BEGIN RECORDS SUPPLIED

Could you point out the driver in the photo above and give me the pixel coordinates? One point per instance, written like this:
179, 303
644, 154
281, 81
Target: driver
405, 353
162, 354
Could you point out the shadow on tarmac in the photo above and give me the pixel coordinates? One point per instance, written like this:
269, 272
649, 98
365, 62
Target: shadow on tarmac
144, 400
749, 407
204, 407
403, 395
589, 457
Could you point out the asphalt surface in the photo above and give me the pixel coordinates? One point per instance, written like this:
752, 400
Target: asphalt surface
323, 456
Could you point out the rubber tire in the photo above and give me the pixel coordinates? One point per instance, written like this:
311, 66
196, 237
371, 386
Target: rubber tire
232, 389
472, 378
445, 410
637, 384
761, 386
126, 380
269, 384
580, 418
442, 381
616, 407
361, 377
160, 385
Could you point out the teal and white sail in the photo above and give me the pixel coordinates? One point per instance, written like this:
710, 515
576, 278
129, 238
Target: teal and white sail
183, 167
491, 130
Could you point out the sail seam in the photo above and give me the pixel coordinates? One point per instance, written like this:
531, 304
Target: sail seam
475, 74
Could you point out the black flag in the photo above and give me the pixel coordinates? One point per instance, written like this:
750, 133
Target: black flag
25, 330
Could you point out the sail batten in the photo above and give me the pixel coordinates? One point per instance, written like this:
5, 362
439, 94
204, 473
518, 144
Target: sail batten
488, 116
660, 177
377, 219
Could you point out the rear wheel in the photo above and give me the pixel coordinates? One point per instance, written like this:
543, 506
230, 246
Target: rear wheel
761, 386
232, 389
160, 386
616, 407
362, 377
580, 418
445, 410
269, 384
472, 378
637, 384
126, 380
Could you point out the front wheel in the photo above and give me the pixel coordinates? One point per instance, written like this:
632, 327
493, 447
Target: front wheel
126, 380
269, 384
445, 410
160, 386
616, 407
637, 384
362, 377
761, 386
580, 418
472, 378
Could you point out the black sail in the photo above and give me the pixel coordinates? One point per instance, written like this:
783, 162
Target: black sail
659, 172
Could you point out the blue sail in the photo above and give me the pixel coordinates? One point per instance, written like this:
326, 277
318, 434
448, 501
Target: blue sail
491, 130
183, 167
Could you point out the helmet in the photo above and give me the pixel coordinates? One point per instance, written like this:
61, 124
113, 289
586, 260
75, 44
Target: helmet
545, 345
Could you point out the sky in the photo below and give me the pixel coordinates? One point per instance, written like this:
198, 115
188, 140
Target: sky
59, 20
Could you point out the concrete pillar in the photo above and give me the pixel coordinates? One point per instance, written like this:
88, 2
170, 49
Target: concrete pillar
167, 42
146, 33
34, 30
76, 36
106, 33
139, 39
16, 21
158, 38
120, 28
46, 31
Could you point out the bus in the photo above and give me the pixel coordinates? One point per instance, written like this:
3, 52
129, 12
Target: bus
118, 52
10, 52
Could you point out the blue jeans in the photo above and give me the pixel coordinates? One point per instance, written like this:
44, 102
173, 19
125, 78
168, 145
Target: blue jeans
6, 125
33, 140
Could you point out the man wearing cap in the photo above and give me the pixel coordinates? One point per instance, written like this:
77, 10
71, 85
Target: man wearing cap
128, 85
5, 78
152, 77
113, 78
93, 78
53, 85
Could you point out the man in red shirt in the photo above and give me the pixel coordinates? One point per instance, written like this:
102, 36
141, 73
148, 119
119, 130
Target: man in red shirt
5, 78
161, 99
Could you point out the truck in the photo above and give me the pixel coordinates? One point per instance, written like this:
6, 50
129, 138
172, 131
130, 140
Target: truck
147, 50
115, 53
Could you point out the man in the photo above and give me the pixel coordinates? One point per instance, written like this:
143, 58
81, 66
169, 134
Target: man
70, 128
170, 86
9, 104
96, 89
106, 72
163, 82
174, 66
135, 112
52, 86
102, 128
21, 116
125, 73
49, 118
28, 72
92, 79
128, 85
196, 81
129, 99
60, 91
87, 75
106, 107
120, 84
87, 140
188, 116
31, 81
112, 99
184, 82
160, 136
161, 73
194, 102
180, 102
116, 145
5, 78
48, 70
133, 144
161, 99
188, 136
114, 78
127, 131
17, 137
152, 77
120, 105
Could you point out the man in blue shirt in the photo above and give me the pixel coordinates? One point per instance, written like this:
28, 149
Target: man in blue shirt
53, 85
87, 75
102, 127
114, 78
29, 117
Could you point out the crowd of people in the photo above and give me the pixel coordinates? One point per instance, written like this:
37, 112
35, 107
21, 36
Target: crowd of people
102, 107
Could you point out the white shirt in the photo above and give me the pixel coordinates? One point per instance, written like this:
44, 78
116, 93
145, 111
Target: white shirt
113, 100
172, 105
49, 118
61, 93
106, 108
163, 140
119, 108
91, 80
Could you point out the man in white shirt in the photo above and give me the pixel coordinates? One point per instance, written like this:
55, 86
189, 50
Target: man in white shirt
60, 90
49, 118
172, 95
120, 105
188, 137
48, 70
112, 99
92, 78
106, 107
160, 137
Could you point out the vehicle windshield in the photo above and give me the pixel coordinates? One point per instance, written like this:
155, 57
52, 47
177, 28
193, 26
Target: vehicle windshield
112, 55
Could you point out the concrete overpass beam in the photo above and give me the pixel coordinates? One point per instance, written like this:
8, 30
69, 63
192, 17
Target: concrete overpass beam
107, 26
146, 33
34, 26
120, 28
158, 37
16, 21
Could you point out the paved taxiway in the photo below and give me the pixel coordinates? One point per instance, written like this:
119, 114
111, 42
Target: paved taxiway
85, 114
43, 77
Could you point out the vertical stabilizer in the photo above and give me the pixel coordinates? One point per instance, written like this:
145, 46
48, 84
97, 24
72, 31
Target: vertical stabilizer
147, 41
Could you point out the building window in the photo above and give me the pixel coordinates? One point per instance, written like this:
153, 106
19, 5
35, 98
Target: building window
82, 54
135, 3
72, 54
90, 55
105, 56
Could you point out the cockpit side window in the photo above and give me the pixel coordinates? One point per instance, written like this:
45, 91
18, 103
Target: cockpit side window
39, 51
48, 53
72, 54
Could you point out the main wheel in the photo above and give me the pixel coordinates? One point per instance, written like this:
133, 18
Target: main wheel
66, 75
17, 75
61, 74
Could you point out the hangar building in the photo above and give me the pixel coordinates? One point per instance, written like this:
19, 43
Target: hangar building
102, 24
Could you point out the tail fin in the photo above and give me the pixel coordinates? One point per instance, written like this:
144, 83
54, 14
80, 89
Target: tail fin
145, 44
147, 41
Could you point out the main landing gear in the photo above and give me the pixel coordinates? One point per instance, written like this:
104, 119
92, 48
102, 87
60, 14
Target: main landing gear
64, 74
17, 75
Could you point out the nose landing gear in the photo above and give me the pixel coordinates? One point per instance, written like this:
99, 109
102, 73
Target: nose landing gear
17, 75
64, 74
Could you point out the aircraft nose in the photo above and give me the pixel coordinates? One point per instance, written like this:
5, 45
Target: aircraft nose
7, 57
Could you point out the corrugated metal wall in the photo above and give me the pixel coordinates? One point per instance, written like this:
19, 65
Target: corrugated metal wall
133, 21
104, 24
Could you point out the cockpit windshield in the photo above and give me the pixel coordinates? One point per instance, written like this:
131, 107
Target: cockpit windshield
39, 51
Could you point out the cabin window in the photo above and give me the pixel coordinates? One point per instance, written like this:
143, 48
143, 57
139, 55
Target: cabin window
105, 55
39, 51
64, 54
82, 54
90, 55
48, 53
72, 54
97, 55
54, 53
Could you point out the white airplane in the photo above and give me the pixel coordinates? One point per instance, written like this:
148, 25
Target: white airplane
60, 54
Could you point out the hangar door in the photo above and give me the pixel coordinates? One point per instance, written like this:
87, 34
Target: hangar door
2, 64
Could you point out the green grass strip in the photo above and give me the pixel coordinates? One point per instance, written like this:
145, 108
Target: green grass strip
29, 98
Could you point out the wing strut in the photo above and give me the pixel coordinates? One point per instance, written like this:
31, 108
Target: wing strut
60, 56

END RECORDS SUPPLIED

● TASK STATEMENT
Find the word "below" in the records, and report each line that has it.

● ANSWER SPACE
Could you point out the sky in the photo below and give me the pixel coordinates? One point per instance, written like this:
Could you point out the paved taxiway in the photo below and give me the pixel coordinates? One point per instance, written like this:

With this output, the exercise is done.